▶ **Exercise requirements**
a) According to the text on topic hierarchy, what is the basic rule for a single most atomic topic?
b) Extract every line in the rows below that contains the string "grass".

▶ **Text block**
Perhaps a form of sub-topic hiearchy could be done where a broad topic could be broken down in multiple but related sub-topics (each keywords in the list get it's own sub-topic, each with their own examples).

This is true for list like topics but also for many other topics for which there are many corect ways to do something, the choice of which depends mostly on how the technology is used. Take JAXB for example. It can be used to generate code from XSD but can also be used to generate XSD from code. Each of these can be intergrated in the project through calling the standard tooling or wrapped in an ant task or maven plugin's configuration.

So for a topic "Code Generation from XSD" one could see valid examples on the many possible ways this can be accomplished, but better still, one can see sub-topics (with Maven plugin xyz, with Ant task abc, etc) each with their own pertinent examples. At which point the voting system is again meaningfull, that is it brings to the top the most voted examples as being, arguably, the best example.

Point is that it should be possible to reduce the scope of a topic to a point where examples are in competition to one-another and not complimentary to each-other. The basic rule here is one (most atomic) topic should be expressible with one example.

Tooling should reflect this situation allowing editors to also create these sub-topics and move examples to them. The hierachy here is important in that it retains the context for the new topics. That said, it should perhaps be limited in depth (soft and/or hard).

Topics are probably as, if not more, important than the examples themselves.

▶ **Input for this task**

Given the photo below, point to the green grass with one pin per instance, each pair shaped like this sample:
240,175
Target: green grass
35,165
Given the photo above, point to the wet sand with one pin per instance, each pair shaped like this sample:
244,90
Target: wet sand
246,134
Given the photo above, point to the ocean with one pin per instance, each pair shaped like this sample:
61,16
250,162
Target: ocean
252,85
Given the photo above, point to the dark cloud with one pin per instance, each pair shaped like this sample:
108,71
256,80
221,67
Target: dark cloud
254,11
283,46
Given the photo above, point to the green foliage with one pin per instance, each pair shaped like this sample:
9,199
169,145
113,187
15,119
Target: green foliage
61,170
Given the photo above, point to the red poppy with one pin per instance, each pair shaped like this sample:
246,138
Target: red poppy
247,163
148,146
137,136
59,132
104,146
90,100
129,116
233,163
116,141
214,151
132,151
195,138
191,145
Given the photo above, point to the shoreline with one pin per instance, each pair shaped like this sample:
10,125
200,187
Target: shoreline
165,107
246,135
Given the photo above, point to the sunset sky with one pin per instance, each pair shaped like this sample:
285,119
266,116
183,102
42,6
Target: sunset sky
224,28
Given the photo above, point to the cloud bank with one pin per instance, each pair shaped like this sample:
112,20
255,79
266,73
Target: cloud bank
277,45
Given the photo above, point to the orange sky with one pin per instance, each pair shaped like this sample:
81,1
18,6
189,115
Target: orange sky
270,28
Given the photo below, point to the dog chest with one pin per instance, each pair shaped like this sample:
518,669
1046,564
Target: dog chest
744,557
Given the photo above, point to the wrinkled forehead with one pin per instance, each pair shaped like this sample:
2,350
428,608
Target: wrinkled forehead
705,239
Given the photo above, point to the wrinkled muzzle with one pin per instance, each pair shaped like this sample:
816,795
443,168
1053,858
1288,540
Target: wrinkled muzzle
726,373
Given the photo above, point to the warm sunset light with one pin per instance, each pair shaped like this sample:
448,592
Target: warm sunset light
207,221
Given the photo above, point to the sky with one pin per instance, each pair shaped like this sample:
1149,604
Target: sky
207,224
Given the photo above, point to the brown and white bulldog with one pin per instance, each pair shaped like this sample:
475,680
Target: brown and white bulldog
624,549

▶ **Task-by-task results**
a) One most atomic topic should be expressible with one example.

b)
Given the photo below, point to the green grass with one pin per instance, each pair shaped like this sample:
Target: green grass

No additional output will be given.